## EXERCISE
Which lines in the records below contain the string "pane"? Find and copy each of those lines in full, matching case exactly.

## BEGIN INPUT FOR THIS TASK

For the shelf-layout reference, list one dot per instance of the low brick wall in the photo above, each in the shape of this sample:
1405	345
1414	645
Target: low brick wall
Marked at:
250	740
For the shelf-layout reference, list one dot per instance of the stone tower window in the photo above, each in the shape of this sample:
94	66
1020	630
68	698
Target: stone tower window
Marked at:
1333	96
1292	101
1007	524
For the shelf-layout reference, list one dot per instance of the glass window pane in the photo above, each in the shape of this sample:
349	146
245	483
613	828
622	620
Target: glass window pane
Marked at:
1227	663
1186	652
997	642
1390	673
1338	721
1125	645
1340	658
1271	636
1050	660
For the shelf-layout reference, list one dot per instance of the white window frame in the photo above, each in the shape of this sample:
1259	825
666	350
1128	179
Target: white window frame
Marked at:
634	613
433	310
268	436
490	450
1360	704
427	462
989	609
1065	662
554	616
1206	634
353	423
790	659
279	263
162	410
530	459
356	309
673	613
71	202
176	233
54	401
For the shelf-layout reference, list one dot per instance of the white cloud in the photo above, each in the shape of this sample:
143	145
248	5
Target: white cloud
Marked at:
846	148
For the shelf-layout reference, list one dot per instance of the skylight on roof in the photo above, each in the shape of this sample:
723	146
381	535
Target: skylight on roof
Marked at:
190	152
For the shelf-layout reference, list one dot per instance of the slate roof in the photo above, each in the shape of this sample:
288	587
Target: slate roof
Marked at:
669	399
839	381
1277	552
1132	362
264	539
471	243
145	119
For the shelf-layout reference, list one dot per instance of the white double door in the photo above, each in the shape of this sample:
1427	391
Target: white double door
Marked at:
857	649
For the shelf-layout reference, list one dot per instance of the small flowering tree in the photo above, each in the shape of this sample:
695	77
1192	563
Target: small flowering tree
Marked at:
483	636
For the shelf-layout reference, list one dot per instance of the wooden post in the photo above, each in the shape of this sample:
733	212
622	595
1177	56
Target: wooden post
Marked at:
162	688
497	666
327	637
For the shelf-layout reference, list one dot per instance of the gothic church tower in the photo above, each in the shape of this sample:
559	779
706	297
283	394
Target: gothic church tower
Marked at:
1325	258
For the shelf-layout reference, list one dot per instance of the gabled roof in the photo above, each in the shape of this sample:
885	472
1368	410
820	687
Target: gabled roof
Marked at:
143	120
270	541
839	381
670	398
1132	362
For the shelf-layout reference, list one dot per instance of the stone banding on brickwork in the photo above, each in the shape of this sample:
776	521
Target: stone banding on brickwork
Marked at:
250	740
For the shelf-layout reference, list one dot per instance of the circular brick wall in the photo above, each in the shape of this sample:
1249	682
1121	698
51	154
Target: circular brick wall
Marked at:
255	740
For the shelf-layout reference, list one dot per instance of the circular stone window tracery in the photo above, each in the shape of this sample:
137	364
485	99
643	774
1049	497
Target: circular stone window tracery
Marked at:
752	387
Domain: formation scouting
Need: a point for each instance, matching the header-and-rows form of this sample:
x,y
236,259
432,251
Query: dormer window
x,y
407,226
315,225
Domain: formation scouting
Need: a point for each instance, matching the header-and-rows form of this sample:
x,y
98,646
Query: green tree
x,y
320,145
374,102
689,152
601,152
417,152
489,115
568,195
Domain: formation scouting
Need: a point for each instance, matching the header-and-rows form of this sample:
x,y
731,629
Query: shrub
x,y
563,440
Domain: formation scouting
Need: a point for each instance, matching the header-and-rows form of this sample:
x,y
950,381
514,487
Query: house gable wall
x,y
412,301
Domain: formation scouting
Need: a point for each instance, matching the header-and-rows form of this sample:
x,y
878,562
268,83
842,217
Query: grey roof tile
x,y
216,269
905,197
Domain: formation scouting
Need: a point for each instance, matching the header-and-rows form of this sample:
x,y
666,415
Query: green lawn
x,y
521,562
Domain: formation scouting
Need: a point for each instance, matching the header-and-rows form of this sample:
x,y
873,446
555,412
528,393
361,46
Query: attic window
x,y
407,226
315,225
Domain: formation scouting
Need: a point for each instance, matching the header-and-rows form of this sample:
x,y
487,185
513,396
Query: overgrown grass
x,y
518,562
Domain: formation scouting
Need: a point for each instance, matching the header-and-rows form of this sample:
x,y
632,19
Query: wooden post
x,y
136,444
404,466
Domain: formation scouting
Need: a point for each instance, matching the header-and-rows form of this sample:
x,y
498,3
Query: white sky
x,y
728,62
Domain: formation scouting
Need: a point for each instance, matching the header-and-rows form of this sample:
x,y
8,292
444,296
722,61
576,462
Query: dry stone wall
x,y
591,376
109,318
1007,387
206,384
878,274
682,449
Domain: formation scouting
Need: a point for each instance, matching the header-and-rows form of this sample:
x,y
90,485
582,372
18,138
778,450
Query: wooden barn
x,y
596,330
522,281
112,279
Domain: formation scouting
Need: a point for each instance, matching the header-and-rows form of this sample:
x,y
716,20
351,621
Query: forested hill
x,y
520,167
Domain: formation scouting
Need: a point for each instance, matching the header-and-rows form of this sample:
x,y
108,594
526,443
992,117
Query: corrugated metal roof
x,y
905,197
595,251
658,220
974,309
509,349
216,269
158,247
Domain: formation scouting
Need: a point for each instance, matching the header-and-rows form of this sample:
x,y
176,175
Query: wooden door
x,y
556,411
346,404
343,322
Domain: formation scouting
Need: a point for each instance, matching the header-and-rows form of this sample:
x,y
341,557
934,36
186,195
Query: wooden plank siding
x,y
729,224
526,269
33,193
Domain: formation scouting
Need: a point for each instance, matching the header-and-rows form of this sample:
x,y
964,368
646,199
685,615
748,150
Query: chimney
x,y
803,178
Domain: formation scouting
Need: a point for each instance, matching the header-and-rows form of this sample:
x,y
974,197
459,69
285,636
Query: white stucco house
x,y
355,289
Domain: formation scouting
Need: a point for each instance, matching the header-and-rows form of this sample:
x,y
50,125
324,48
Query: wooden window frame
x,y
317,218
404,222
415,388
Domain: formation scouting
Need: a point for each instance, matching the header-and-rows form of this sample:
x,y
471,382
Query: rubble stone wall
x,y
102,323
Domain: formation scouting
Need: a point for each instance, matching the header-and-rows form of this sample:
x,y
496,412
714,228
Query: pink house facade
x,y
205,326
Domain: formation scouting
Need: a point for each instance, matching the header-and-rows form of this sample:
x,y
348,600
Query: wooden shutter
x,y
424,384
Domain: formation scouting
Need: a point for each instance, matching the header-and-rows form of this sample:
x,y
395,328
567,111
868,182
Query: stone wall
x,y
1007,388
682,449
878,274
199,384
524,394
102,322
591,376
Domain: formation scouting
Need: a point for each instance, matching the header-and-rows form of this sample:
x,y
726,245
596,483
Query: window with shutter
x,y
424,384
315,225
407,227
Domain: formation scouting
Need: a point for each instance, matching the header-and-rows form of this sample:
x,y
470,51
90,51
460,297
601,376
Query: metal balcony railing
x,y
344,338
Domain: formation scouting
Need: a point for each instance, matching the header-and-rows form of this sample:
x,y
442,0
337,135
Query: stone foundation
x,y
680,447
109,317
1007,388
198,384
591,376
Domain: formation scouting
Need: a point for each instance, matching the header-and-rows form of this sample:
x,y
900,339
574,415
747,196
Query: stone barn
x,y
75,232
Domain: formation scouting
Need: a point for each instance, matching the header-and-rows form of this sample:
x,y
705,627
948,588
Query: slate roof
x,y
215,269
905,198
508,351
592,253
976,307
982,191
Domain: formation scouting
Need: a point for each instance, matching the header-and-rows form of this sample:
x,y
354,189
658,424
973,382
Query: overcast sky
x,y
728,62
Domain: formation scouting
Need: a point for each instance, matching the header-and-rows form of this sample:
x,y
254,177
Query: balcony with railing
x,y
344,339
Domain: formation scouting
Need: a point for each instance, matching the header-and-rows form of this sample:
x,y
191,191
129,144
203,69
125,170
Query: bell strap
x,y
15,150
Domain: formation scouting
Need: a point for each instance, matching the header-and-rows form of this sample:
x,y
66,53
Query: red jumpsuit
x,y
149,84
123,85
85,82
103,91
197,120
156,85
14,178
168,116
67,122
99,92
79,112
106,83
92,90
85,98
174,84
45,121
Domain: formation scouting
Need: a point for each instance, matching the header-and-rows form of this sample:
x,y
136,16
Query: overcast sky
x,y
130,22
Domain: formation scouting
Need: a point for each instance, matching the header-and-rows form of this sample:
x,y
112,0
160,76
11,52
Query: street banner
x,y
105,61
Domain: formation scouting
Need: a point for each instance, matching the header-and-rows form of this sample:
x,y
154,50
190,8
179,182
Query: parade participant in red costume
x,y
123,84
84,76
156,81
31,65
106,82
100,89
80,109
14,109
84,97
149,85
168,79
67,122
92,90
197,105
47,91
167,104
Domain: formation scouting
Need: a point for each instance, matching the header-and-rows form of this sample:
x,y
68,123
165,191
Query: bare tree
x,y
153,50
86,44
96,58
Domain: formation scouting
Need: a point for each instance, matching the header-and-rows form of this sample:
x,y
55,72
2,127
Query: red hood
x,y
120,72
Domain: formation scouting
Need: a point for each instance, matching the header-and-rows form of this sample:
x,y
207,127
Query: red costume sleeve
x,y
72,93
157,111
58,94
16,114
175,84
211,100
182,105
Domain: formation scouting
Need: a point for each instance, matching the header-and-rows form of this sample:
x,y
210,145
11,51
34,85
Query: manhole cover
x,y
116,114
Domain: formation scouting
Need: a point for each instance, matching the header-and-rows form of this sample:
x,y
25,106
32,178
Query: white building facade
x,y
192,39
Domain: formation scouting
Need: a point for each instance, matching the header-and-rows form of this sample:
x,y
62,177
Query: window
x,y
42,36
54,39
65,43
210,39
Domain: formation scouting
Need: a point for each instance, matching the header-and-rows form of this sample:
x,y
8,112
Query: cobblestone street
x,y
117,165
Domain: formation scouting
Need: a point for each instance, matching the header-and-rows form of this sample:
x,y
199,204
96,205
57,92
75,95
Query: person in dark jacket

## END INPUT FOR THIS TASK

## EXERCISE RESPONSE
For the shelf-layout reference, list one dot per instance of the glass window pane in the photo above, each in the shape of this sample:
Target: glass window pane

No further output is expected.